> Task
Write out each line beneath this one exactly as it reads.

> Record excerpts
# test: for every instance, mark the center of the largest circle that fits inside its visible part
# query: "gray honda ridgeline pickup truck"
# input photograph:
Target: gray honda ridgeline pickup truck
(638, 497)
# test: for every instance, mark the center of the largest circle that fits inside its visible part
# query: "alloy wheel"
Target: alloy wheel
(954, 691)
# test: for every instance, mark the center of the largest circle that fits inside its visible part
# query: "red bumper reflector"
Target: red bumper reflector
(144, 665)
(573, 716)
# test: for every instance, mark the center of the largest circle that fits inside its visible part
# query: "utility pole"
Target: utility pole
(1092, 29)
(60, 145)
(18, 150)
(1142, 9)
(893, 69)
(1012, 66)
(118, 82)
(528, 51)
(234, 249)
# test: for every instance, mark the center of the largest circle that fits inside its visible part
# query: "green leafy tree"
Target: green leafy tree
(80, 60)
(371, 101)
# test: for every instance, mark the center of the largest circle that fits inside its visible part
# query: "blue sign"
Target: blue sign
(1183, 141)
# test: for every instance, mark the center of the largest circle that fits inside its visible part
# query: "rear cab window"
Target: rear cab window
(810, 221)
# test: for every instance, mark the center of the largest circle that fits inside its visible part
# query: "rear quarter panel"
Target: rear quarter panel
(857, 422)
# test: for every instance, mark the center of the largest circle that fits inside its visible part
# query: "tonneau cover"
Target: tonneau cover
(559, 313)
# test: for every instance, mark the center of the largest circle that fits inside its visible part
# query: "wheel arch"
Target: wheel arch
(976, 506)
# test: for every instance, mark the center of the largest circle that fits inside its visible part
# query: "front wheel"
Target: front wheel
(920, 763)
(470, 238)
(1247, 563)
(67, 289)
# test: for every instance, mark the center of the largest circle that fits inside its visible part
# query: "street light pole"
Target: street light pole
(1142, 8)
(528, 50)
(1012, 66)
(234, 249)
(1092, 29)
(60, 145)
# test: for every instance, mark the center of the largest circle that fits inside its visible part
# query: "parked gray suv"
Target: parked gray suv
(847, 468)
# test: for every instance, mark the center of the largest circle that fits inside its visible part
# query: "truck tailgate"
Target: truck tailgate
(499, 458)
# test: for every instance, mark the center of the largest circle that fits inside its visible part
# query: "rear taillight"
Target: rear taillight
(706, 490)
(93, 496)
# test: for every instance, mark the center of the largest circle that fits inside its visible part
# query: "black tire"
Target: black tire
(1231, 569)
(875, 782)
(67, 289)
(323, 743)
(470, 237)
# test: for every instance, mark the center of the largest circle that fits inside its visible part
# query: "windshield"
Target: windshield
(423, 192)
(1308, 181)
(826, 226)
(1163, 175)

> Written reply
# test: for every instance, mark the center of the largest circle that fits inside its visible part
# query: "gray honda ridgeline pickup truck"
# input photograph:
Target: gray honda ridgeline pickup truck
(638, 497)
# test: for every instance, mark the center of the largest circle that fits inside its visible part
# query: "alloy wheel"
Target: alloy wheel
(954, 691)
# test: for every instance, mark the center of the largest circle that fits inside its visible part
# query: "red bumper reflector"
Target: red bumper reflector
(144, 665)
(573, 716)
# test: for every instance, mark the center of the largest circle that fits inside its visible part
# query: "utility pole"
Target: utility pole
(1092, 29)
(60, 145)
(18, 150)
(1142, 9)
(893, 69)
(1012, 66)
(118, 82)
(528, 51)
(234, 249)
# test: for every instance, mark the center of the largest circle that fits inside its visible part
# query: "green leafy tree"
Target: green leafy tree
(80, 60)
(371, 101)
# test: for every instance, mark the center of the largest circle that fits inside its visible part
# query: "blue sign"
Target: blue sign
(1183, 141)
# test: for every instance, mark the center of the largest circle that fits inside its visible part
# query: "rear cab window"
Target: rear cab window
(810, 221)
# test: for every instance, mark the center of the largest circle that fits inside its visible part
# query: "rear quarter panel"
Target: rear quarter panel
(857, 422)
# test: for every instance, mark the center of the largest circle that fits inside its visible part
# query: "tonneau cover"
Target: tonneau cover
(559, 313)
# test: for every instance, mark the center of the largest circle that fits inside its visible part
# query: "wheel arch"
Target: wheel arch
(976, 506)
# test: for every instance, mark the center of the largest circle that fits inside its visible part
# query: "front wheel"
Target: front wheel
(920, 763)
(470, 238)
(1247, 563)
(67, 289)
# test: for every instance, mark the center of the largest circle that fits inside its visible part
# query: "street light pole"
Target: street light pole
(1142, 8)
(528, 50)
(1012, 66)
(234, 249)
(1092, 29)
(60, 145)
# test: for every instance, mark the center of the largest circle that fits inside its visible part
# query: "parked gray suv"
Target: parked gray suv
(847, 468)
# test: for every instance, mark the center of the largest circle that fits inside its visible part
# query: "truck tailgate"
Target: truck tailgate
(499, 458)
# test: for every instance, mark the center of the largest circle that fits inside its visible part
# query: "rear taillight"
Target: rear taillight
(706, 490)
(93, 496)
# test: for every instance, mark the center of the largest circle that fits inside its visible part
# query: "black tire"
Target: black tire
(1231, 569)
(875, 782)
(67, 289)
(323, 743)
(470, 237)
# test: for every instance, mark the center of the largest circle that fits inside its visible part
# query: "windshield"
Target: windshield
(423, 192)
(1308, 181)
(826, 226)
(1163, 175)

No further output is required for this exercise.